- _Kutipan Teks_:
────────────────────

Mohon tunggu...
Mas Nuz
Mas Nuz Mohon Tunggu... Full Time Blogger - Bloger

Suka maka, suka jalan, suka nulis, suka bercengkerama, suka keluarga. __::Twitter: @nuzululpunya __::IG: @nuzulularifin __::FB: nuzulul.arifin __::email: zulfahkomunika@gmail.com __::www.nuzulul.com::

Selanjutnya

Tutup

Travel Story Pilihan

Belajar Ber-Indonesia dari Pemain Barongsai dan Wushu

13 Februari 2016   23:43 Diperbarui: 14 Februari 2016   07:24 223
+
Laporkan Konten
Laporkan Akun
Kompasiana adalah platform blog. Konten ini menjadi tanggung jawab bloger dan tidak mewakili pandangan redaksi Kompas.

Briefing sebelum performance dari tim Barongsai.

────────────────────

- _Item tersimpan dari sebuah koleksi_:
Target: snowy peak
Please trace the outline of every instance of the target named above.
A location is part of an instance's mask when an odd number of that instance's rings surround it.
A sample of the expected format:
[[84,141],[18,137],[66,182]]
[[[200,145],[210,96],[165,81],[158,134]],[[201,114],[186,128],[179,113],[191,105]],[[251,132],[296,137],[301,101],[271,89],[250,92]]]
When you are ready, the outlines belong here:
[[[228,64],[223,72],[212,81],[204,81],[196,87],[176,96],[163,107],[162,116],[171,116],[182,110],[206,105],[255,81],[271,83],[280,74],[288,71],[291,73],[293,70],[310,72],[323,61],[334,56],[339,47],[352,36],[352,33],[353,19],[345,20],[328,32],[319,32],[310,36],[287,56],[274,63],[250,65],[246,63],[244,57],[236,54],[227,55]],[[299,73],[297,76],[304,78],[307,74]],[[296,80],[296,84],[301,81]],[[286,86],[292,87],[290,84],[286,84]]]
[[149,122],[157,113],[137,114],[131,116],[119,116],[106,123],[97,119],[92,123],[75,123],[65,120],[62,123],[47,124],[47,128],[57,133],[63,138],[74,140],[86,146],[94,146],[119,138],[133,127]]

────────────────────

- _Tugas Anda_:
Jawablah pertanyaan berikut berdasarkan kutipan tentang pemain barongsai dan wushu.
(a) Kapan tulisan itu diperbarui?
(b) Apa pekerjaan Mas Nuz menurut kutipan?
(c) Kompasiana disebut sebagai platform apa?
Data tersebut tidak dipakai sama sekali di sini.

- _Pembahasan Jawaban_:
(a) 14 Februari 2016, pukul 07:24.
(b) Full Time Blogger.
(c) Platform blog.